# [Instruction]
Leave out the pictures and repeat every record exactly.

= = = = =

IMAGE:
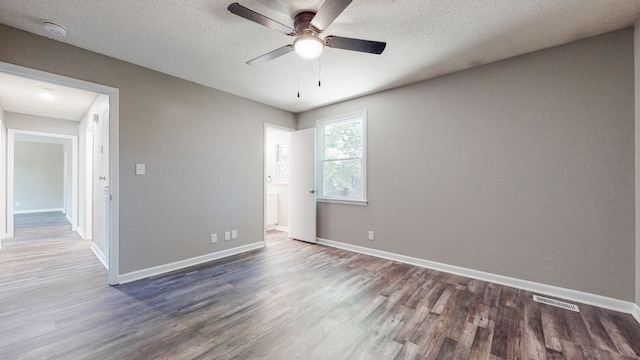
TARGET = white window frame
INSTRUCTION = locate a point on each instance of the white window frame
(320, 124)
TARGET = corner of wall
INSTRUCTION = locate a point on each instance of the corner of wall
(636, 57)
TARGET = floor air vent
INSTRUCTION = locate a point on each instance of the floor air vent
(556, 303)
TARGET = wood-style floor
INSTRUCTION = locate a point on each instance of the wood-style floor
(290, 300)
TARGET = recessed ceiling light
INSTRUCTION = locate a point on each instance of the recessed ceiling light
(54, 28)
(47, 94)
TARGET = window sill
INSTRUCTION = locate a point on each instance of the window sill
(344, 202)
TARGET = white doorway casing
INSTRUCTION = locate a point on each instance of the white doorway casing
(302, 183)
(112, 216)
(70, 183)
(275, 187)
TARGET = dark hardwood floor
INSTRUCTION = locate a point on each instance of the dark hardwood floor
(290, 300)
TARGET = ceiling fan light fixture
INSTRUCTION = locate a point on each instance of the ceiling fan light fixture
(308, 46)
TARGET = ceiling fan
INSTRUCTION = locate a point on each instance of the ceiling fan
(308, 26)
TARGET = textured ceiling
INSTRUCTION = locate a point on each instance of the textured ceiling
(199, 40)
(21, 95)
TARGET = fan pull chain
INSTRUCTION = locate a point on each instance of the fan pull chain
(319, 69)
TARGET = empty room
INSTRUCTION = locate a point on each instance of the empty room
(320, 179)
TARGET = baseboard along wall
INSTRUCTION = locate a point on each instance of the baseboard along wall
(100, 255)
(177, 265)
(550, 290)
(34, 211)
(539, 288)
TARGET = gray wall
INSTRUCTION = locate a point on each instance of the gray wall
(523, 168)
(39, 123)
(3, 169)
(39, 176)
(203, 150)
(637, 128)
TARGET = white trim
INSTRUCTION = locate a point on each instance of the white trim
(100, 255)
(636, 312)
(344, 202)
(266, 127)
(573, 295)
(320, 144)
(177, 265)
(35, 211)
(11, 174)
(114, 151)
(9, 183)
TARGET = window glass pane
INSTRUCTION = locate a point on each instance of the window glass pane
(342, 178)
(343, 140)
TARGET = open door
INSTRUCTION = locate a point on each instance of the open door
(302, 185)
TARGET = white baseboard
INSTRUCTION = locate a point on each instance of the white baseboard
(636, 312)
(34, 211)
(574, 295)
(162, 269)
(100, 255)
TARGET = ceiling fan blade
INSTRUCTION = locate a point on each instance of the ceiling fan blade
(329, 11)
(249, 14)
(271, 55)
(372, 47)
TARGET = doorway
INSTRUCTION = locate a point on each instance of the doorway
(110, 215)
(42, 175)
(276, 179)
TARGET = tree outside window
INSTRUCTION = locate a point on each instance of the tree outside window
(341, 158)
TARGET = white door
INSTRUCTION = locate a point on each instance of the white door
(302, 185)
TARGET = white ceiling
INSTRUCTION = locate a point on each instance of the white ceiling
(21, 95)
(199, 40)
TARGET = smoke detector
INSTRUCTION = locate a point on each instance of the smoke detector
(54, 28)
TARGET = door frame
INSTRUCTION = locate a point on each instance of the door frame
(264, 175)
(11, 135)
(113, 93)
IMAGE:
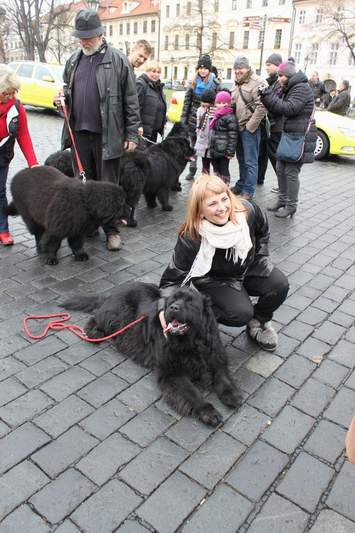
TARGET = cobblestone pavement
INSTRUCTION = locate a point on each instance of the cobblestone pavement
(88, 445)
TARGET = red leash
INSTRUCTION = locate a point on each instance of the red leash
(78, 161)
(58, 325)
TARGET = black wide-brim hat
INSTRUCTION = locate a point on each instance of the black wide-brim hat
(87, 24)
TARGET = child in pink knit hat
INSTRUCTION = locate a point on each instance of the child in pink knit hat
(224, 136)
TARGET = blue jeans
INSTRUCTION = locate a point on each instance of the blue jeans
(3, 200)
(247, 155)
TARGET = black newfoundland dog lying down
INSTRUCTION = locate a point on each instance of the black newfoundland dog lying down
(55, 207)
(192, 350)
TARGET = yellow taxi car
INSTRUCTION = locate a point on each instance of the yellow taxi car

= = = = =

# [The completed task]
IMAGE:
TARGET = white window frame
INSTRUCTION = locate a point on each instance of the white window frame
(320, 124)
TARGET = corner of wall
INSTRUCTION = locate a point on each instance of the corner of wall
(636, 57)
TARGET = floor air vent
INSTRUCTION = locate a point on each instance of the floor air vent
(556, 303)
TARGET = wood-style floor
INSTRUCTION = locate a point on each instance of the wood-style floor
(290, 300)
TARGET = recessed ceiling light
INSTRUCTION = locate a point on each instance of the recessed ceiling light
(54, 28)
(47, 94)
TARGET = window sill
INSTRUCTION = locate a point on each instance of the window sill
(344, 202)
TARGET = white doorway casing
INSTRUCTION = locate a point on each instance of the white doorway casing
(302, 183)
(112, 216)
(70, 183)
(275, 187)
TARGET = dark hardwood floor
INSTRUCTION = locate a point on each instance of the dark hardwood floor
(290, 300)
TARGET = ceiling fan light fixture
INSTRUCTION = locate a point on each instance of the ceiling fan light fixture
(308, 46)
TARGET = ceiling fan
INSTRUCTION = locate a point on each instance of the ceiling fan
(308, 26)
TARGET = textured ceiling
INSTRUCTION = locate a point on each instance of the textured ceiling
(199, 40)
(21, 95)
TARGET = fan pull chain
INSTRUCTION = locate a point on each instance of the fan pull chain
(319, 69)
TARGET = empty room
INSTRUCTION = locate a point on each instance of the empty room
(320, 179)
TARGET = baseboard along wall
INSTRUCTION = locate a point on each instance of the baseboard along wall
(100, 255)
(177, 265)
(550, 290)
(34, 211)
(539, 288)
TARGET = gray wall
INSTRUCTION = locate a point on each instance of the gray wall
(523, 168)
(39, 123)
(3, 169)
(39, 176)
(203, 150)
(637, 128)
TARGET = white trim
INSTRUCTION = locate a point on each instance of the white trim
(100, 255)
(636, 312)
(344, 202)
(266, 127)
(573, 295)
(320, 144)
(177, 265)
(35, 211)
(11, 174)
(114, 151)
(9, 183)
TARGET = window glass pane
INSTRUCTION = locate a point on each instance of the window glass pane
(342, 178)
(343, 140)
TARGET = open door
INSTRUCTION = locate a point on each instance of the open door
(302, 185)
TARGET = white baseboard
INSTRUCTION = locate a point on each instance of the white baseboard
(636, 312)
(34, 211)
(574, 295)
(162, 269)
(100, 255)
TARGET = ceiling fan blade
INSTRUCTION = locate a point on each instance of the ceiling fan blade
(329, 11)
(249, 14)
(271, 55)
(372, 47)
TARGET = doorway
INSTRUCTION = locate a point on each instance of the doorway
(110, 215)
(42, 175)
(276, 179)
TARGET = tree outside window
INSTRUCTION = locate a point on each instance of the tree outside window
(341, 158)
TARGET = white door
INSTRUCTION = locate a point on each instance of the white door
(302, 185)
TARGET = white ceiling
INSTRUCTION = locate a point on each instance of the white ceiling
(21, 95)
(199, 40)
TARGET = smoke detector
INSTRUCTION = locate a point on each instance of the smoke detector
(54, 28)
TARGET = door frame
INSTRUCTION = locate a point on each instance of the door frame
(264, 175)
(11, 135)
(113, 93)
IMAGE:
TARGET = cobblestone pavement
INSTRUCTION = locate a point on each instance of the cobblestone pavement
(88, 445)
TARGET = red leash
INSTRUCTION = locate a point on each instance of the red leash
(78, 161)
(58, 325)
TARGET = black wide-brim hat
INSTRUCTION = locate a point on each instance of the black wide-brim hat
(87, 24)
TARGET = child in pink knit hat
INSTRUCTION = locate a point on each instance of the child in pink knit hat
(224, 136)
TARGET = blue jeans
INSTRUCTION = locate a point on each instance of the blue jeans
(3, 200)
(247, 155)
TARGET = black newfoundland dog lying down
INSTRUCTION = locate a point on each instance of the black newfoundland dog lying down
(55, 207)
(192, 350)
TARGET = yellow taxi car
INSTRUCTION = locate a point on each instance of the yellow taxi car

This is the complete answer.